**Your instructions**.
Format every line of the items below as a JSON list of strings, one string per line, leaving out any blank lines.

## BEGIN

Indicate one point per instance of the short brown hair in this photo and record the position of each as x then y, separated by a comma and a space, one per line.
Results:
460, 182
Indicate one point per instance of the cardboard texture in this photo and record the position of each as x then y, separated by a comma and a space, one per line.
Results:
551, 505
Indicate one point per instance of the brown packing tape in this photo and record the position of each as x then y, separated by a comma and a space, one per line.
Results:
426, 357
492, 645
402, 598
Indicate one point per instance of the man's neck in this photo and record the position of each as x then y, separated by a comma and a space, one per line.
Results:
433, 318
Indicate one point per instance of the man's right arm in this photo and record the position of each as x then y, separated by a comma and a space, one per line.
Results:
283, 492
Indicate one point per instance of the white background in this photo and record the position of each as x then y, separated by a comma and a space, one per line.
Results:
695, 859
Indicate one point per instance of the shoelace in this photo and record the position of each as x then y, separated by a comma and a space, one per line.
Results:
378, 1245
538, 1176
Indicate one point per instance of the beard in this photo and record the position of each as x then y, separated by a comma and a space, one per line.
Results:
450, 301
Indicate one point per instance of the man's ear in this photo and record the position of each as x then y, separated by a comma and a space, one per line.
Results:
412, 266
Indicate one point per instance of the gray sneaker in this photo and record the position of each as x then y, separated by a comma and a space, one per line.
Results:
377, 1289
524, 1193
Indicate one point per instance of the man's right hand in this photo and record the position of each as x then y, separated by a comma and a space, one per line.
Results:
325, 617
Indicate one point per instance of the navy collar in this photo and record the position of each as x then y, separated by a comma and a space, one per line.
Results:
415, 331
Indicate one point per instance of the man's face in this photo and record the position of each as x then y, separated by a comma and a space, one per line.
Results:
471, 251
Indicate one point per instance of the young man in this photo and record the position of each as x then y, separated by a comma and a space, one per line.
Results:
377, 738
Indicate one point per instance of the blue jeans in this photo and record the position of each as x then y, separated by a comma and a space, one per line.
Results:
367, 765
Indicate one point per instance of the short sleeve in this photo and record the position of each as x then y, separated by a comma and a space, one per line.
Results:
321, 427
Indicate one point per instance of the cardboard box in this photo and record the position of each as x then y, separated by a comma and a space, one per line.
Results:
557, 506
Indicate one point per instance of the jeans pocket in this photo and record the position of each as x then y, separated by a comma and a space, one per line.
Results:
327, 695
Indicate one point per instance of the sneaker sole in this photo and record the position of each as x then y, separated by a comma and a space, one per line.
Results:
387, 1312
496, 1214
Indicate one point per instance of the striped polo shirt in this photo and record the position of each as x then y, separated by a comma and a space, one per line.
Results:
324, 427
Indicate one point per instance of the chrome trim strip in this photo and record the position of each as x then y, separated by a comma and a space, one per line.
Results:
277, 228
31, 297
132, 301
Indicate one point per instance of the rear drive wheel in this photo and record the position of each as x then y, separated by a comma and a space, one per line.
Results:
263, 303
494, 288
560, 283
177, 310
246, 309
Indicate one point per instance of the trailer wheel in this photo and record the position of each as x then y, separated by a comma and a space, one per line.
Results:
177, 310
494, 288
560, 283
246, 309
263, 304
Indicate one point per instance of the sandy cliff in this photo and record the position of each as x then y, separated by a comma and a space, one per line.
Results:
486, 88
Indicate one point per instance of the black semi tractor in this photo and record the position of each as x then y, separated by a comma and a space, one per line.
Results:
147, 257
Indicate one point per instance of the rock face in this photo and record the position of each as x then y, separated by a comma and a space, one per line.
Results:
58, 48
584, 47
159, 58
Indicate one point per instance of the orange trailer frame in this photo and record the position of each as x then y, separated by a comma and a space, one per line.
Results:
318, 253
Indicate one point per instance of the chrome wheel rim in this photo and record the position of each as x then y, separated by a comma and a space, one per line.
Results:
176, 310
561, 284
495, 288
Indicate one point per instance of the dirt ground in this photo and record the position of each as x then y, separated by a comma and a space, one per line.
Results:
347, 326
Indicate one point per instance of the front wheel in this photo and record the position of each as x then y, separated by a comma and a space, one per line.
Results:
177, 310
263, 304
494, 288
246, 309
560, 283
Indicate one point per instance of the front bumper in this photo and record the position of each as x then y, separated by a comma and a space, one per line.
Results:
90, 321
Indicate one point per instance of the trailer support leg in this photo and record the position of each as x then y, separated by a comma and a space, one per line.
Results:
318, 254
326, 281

## END

**Solved exercise**.
[
  "Indicate one point per instance of the short brown hair in this photo and record the position of each as x then y, separated by a comma and a space, one per line.",
  "Results:",
  "460, 182",
  "Indicate one point per instance of the cardboard texture in this photo and record the position of each as x then y, separated by a comma and a space, one per line.",
  "Results:",
  "551, 505",
  "Indicate one point per instance of the brown packing tape in this photo and record the position of each as x then y, separated by a comma and a space, one per line.",
  "Results:",
  "426, 357",
  "492, 645",
  "402, 598",
  "Indicate one point per instance of the man's neck in this photo and record the position of each as x then y, separated by a comma and a space, one per line.",
  "Results:",
  "433, 318",
  "Indicate one point per instance of the man's right arm in this photo and record the position of each as x then y, separated by a comma and a space, one per line.",
  "Results:",
  "283, 492",
  "Indicate one point per instance of the white background in this photo and record the position of each as x then y, separated by a comma and a space, one per line.",
  "Results:",
  "695, 859",
  "Indicate one point per instance of the shoelace in this photo and record the position of each as x then y, separated by a comma and a space, one per line.",
  "Results:",
  "378, 1245",
  "538, 1176",
  "Indicate one point per instance of the beard in this photo and record the position of each as x then y, separated by a comma and a space, one per line.",
  "Results:",
  "450, 301",
  "Indicate one point per instance of the man's ear in this photo and record the position of each as x then y, separated by a comma and a space, one per line.",
  "Results:",
  "412, 266",
  "Indicate one point per instance of the gray sneaker in this photo and record the position of each as x then y, separated by a comma and a space, one per line.",
  "Results:",
  "377, 1289",
  "524, 1193",
  "Indicate one point per instance of the man's right hand in this photo and record the position of each as x then y, separated by a comma and a space, one per line.",
  "Results:",
  "325, 617",
  "Indicate one point per instance of the navy collar in this photo and record the position of each as x then y, separated by a comma and a space, one per line.",
  "Results:",
  "415, 331",
  "Indicate one point per instance of the man's face in this photo and record the position of each as x then y, separated by a comma and a space, one per line.",
  "Results:",
  "471, 251",
  "Indicate one point per instance of the young man in this photo and record the position of each as x then y, separated by a comma and a space, one per line.",
  "Results:",
  "377, 738",
  "Indicate one point per instance of the blue jeans in this photo and record the position of each as x then y, separated by a comma and a space, one per line.",
  "Results:",
  "367, 765",
  "Indicate one point per instance of the short sleeve in this photo and record the position of each as x then y, separated by a comma and a space, one per line.",
  "Results:",
  "321, 427",
  "Indicate one point per instance of the cardboard box in this photo and record the position of each as x then y, separated by a comma and a space, one per line.",
  "Results:",
  "557, 506",
  "Indicate one point per instance of the jeans pocket in this photo and record the position of each as x then y, separated by a comma and a space, one per line.",
  "Results:",
  "327, 695",
  "Indicate one point per instance of the sneaker sole in this photo and record the position of each as x then y, separated by a comma and a space, one per line.",
  "Results:",
  "387, 1312",
  "496, 1214",
  "Indicate one point per instance of the striped polo shirt in this photo and record the position of each as x then y, separated by a comma and a space, one per line.",
  "Results:",
  "324, 427",
  "Indicate one point per instance of the chrome trim strip in this photo and record the position of each as x then y, separated by a comma and a space, one per line.",
  "Results:",
  "277, 228",
  "31, 297",
  "132, 301",
  "Indicate one point per instance of the rear drive wheel in this photo and record the position of each as x then y, separated by a comma and a space, one per line.",
  "Results:",
  "263, 303",
  "494, 288",
  "560, 283",
  "177, 310",
  "246, 309",
  "Indicate one point per instance of the trailer wheel in this photo and record the position of each as x then y, separated by a comma and a space, one per line.",
  "Results:",
  "177, 310",
  "494, 288",
  "560, 283",
  "246, 309",
  "263, 304",
  "Indicate one point per instance of the sandy cliff in this photo and record the position of each as x then y, separated by a comma and a space, one per line.",
  "Results:",
  "486, 88",
  "Indicate one point per instance of the black semi tractor in this photo and record the position of each as x then y, separated by a comma and a space, one per line.",
  "Results:",
  "147, 257",
  "Indicate one point per instance of the rock face in this photo and record the position of each as x then y, separated by a comma and a space, one per line.",
  "Results:",
  "58, 48",
  "584, 47",
  "159, 58",
  "Indicate one point per instance of the orange trailer frame in this photo and record the position of each as x then y, separated by a comma and a space, one per line.",
  "Results:",
  "318, 253",
  "Indicate one point per instance of the chrome wheel rim in this photo and record the position of each as x then y, separated by a comma and a space, one per line.",
  "Results:",
  "176, 310",
  "561, 284",
  "495, 288",
  "Indicate one point per instance of the dirt ground in this photo and record the position of each as x then y, separated by a comma and a space, one per line.",
  "Results:",
  "347, 326",
  "Indicate one point per instance of the front wheel in this photo and record the position of each as x then y, separated by a comma and a space, one per line.",
  "Results:",
  "177, 310",
  "263, 304",
  "494, 288",
  "246, 309",
  "560, 283",
  "Indicate one point per instance of the front bumper in this photo and record the position of each as x then y, separated by a comma and a space, one per line.",
  "Results:",
  "90, 321",
  "Indicate one point per instance of the trailer support leg in this photo and record the position of each as x then y, separated by a comma and a space, one per line.",
  "Results:",
  "318, 254",
  "326, 281"
]